▶ _To-do list_:
**1)** In the electrochemistry practice problem, list each distinct term that contains the word "half-reaction," counting singular and plural forms as the same term.
**2)** According to the electrochemistry practice problem, where do electrons appear in an oxidation half-reaction?
**3)** Pick up the electrochemistry practice problems after their final sentence and carry them forward.

Practice Problems Electrochemistry

1. What is the difference between an oxidation-reduction reaction and a half-reaction?

Answer

Oxidation-reductions reactions always have an electron transfer from the oxidized species to the reduced species. When the oxidized species is separated from the reduced species, a balanced reaction can be written for each process (oxidation or reduction) that is called a half-reaction. All half-reactions must have electrons either as reactants (for reduction half-reactions) or products (for oxidation half-reactions).

[Pointing and labeling entries]

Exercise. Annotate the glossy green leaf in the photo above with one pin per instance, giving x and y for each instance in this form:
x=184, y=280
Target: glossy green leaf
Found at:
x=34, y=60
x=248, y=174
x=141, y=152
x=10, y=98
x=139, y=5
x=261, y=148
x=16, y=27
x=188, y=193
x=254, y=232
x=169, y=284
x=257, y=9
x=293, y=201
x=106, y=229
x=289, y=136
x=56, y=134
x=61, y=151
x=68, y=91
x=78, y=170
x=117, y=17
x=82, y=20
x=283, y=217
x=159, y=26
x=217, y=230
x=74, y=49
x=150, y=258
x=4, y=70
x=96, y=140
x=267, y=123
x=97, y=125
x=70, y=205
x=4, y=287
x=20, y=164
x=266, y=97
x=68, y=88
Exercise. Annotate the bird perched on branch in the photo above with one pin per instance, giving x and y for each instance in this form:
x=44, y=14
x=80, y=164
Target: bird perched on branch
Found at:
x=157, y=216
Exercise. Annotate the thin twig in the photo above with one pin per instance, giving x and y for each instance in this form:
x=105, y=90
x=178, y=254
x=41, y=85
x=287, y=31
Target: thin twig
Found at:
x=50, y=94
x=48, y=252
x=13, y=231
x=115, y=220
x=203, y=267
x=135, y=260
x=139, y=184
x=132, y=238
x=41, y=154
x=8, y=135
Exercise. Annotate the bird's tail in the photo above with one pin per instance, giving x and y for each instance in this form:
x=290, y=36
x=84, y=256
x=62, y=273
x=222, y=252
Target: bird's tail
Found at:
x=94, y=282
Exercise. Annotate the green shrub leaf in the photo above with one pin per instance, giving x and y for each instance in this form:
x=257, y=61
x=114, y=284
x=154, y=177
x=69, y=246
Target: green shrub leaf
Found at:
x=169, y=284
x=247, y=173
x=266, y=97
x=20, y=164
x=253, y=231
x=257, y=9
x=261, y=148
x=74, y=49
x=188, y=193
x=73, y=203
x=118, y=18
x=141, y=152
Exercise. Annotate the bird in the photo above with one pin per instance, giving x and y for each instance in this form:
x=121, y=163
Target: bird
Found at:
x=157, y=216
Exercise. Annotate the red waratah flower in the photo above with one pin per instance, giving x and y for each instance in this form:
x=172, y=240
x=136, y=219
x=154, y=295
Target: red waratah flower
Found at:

▶ _Results_:
**1)** half-reaction; reduction half-reaction; oxidation half-reaction

**2)** They appear as products.

**3)**
2. What is the function of the salt bridge in an electrochemical cell?

Answer

The salt bridge completes the electrical circuit between the anode and cathode half–;cells. An effective salt bridge conducts current using ions (from an ionic salt) and not electrons.

3. What is the criterion for spontaneous chemical change based on cell potentials? Explain.

Answer

Spontaneous reactions occur when the Gibb's Free Energy is negative. Cell potentials are proportional to the Gibb's Free Energy but with a sign change. Thus, a positive cell potential indicates a spontaneous chemical change.

4. Complete and balance the following half–equations, and indicate whether oxidation or reduction is involved.

(a) ClO₂(g) → ClO₃^–(aq) (acidic solution)

(b) MnO₄^–(aq) → MnO₂(s) (acidic solution)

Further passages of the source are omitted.